## [MATERIAL PROVIDED]
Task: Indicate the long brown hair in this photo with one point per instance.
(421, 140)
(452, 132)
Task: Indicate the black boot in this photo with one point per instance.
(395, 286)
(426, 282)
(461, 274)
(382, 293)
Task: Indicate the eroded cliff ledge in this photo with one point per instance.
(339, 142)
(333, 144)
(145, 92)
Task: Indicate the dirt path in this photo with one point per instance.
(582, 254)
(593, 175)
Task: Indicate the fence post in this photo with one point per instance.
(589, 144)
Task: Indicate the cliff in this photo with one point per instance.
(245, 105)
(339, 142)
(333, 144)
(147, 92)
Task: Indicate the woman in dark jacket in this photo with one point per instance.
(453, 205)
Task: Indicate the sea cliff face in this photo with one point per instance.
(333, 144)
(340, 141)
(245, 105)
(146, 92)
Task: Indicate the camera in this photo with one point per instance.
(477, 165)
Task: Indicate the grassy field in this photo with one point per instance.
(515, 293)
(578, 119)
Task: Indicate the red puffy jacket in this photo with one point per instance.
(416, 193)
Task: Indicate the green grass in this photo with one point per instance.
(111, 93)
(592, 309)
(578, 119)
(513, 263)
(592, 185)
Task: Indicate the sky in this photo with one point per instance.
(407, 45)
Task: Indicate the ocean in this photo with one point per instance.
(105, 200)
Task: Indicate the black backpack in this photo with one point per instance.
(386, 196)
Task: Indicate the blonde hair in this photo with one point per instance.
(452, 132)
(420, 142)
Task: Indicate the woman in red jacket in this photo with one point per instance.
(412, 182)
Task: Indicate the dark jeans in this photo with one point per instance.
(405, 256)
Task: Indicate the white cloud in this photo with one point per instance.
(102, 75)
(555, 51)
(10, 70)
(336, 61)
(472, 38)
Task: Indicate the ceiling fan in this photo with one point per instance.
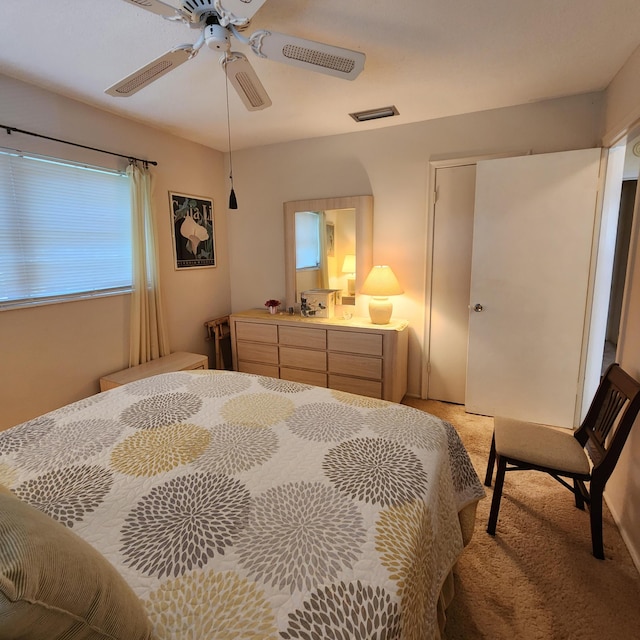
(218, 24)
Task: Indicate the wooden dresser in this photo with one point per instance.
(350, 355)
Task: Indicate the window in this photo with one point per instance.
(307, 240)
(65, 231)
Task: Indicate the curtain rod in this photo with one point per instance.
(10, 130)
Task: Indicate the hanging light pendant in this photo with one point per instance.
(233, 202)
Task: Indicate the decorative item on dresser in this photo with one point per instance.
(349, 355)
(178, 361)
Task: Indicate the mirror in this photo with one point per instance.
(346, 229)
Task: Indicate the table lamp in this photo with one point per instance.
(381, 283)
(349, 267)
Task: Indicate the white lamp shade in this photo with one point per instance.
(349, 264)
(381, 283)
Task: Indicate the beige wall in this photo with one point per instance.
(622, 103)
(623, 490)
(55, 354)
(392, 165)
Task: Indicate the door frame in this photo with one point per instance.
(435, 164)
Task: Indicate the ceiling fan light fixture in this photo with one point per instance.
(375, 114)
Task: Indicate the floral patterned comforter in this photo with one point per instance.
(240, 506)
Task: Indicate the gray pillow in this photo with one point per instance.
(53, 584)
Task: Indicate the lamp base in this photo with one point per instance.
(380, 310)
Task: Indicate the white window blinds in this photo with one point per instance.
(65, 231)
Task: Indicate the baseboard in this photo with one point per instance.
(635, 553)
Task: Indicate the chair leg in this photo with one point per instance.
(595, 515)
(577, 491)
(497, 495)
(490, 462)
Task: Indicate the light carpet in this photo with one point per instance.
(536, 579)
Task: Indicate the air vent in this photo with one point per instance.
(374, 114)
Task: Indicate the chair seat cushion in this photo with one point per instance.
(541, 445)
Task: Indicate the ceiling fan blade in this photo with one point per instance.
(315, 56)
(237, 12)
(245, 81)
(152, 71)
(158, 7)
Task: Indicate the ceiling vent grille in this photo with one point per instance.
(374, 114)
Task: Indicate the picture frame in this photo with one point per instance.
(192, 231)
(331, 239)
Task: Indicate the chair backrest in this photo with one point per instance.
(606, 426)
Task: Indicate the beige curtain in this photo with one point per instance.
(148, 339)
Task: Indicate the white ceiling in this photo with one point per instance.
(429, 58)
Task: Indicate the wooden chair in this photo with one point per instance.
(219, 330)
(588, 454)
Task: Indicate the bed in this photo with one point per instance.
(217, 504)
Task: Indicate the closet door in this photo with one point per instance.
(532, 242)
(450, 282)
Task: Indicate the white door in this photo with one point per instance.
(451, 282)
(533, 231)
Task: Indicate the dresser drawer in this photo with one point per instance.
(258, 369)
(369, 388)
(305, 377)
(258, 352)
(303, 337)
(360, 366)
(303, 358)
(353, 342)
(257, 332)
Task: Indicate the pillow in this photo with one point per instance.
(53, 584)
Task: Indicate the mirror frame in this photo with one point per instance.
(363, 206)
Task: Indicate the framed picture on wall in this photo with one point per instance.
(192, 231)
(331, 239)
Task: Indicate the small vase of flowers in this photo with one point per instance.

## [WHAT TO WORK ON]
Leaving the pictures out, transcribe the entries above exactly as written.

## [WRITTEN RESPONSE]
Task: Indicate the long brown hair in this photo with one point per instance.
(421, 140)
(452, 132)
Task: Indicate the black boot in this photo with one point per instance.
(395, 286)
(426, 282)
(461, 274)
(382, 293)
Task: Indicate the eroded cliff ledge in this photo with one point per instance.
(339, 142)
(333, 144)
(145, 92)
Task: Indicate the dirt path in this photo with one point per instance.
(582, 254)
(593, 175)
Task: Indicate the fence post in this photo with one point per instance.
(589, 144)
Task: Indicate the cliff in this photo with one point per instance.
(245, 105)
(339, 142)
(333, 144)
(147, 92)
Task: Indicate the woman in dark jacket in this photo with one point per instance.
(453, 205)
Task: Indicate the sea cliff face in this photo with one point per instance.
(333, 144)
(340, 141)
(245, 105)
(146, 92)
Task: Indicate the camera in this photo with one point per instance.
(477, 165)
Task: Indicate the grassy field in this photo with one point per instance.
(515, 293)
(578, 119)
Task: Indicate the red puffy jacket in this photo with one point per instance.
(416, 193)
Task: Indicate the green grass in this photo with one point per instance.
(111, 93)
(592, 309)
(578, 119)
(513, 263)
(592, 185)
Task: Indicate the sky in this photo with one point per instance.
(407, 45)
Task: Indicate the ocean in this photo with one point per instance.
(105, 200)
Task: Indicate the black backpack in this photo with one point per instance.
(386, 196)
Task: Indicate the blonde hair in this photo with one point per instance.
(452, 132)
(420, 142)
Task: Indicate the woman in red jacket in this photo with one point per instance.
(412, 182)
Task: Indicate the dark jeans in this photo with one point per instance.
(405, 256)
Task: Indicate the white cloud in this photo with one point per instance.
(102, 75)
(555, 51)
(10, 70)
(336, 61)
(472, 38)
Task: Indicate the ceiling fan in this photo with one point per instance.
(218, 24)
Task: Indicate the wooden dresser in this photo with one point per instance.
(350, 355)
Task: Indicate the window in this photo with one point per instance.
(307, 240)
(65, 231)
Task: Indicate the curtain rod in this photo with one point per instance.
(10, 130)
Task: Indicate the hanging light pendant in this photo with one point per instance.
(233, 202)
Task: Indicate the decorative item on dresser in this photo with one point per instance.
(349, 355)
(178, 361)
Task: Indicate the mirror in this photo with one point per instance.
(346, 229)
Task: Indicate the table lamp in this photo with one point per instance.
(381, 283)
(349, 267)
Task: Indicate the white lamp shade in this photo with one point per instance.
(349, 264)
(381, 283)
Task: Indicate the beige wall in this photo with one point per instance.
(622, 103)
(623, 490)
(55, 354)
(392, 165)
Task: Indicate the door frame in this photo with one point per instance.
(435, 164)
Task: Indicate the ceiling fan light fixture in this photo with one point per instance.
(375, 114)
Task: Indicate the floral patterned comforter in this photo with one point per instance.
(240, 506)
Task: Indicate the gray pillow in this photo with one point per instance.
(53, 584)
Task: Indicate the lamp base in this photo with one point per instance.
(380, 310)
Task: Indicate the white window blinds in this photo with one point per instance.
(65, 231)
Task: Indicate the baseboard in this photo with one point per instance.
(635, 553)
Task: Indicate the chair leg in this photo with one point per instance.
(595, 515)
(577, 491)
(497, 495)
(490, 462)
Task: Indicate the light carpet in this photo with one point per instance.
(536, 579)
Task: Indicate the air vent in this photo with one point per instance.
(374, 114)
Task: Indicate the chair seat cushion in this photo with one point per instance.
(541, 445)
Task: Indicate the ceiling fan blade in this photo with one point per instance.
(315, 56)
(237, 12)
(245, 81)
(152, 71)
(158, 7)
Task: Indicate the ceiling vent grille in this photo with one point per instance.
(374, 114)
Task: Indicate the picture frame in this photo with one point per instance.
(192, 231)
(331, 239)
Task: Indicate the chair backrest in this photo with one point per instance.
(606, 426)
Task: Indicate the beige curtain in this photo with one point per instance.
(148, 339)
Task: Indicate the white ceiling in this photo with one point per instance.
(429, 58)
Task: Indicate the wooden chair in this photo with one point per instance.
(219, 330)
(588, 454)
Task: Indicate the bed in this photo with one point per instance.
(217, 504)
Task: Indicate the closet door in this photo with one point per instance.
(532, 242)
(450, 282)
Task: Indicate the white door in this photo with one point per instance.
(451, 282)
(533, 231)
Task: Indicate the dresser drawer in this photo with one point per instance.
(258, 369)
(369, 388)
(305, 377)
(258, 352)
(303, 337)
(360, 366)
(303, 358)
(353, 342)
(257, 332)
Task: Indicate the pillow in this photo with one point per instance.
(53, 584)
Task: Indicate the mirror frame in this photo with one point per instance.
(363, 206)
Task: Indicate the framed picture on wall in this photo with one point per instance.
(192, 231)
(331, 239)
Task: Indicate the small vase of flowers in this photo with one point per instance.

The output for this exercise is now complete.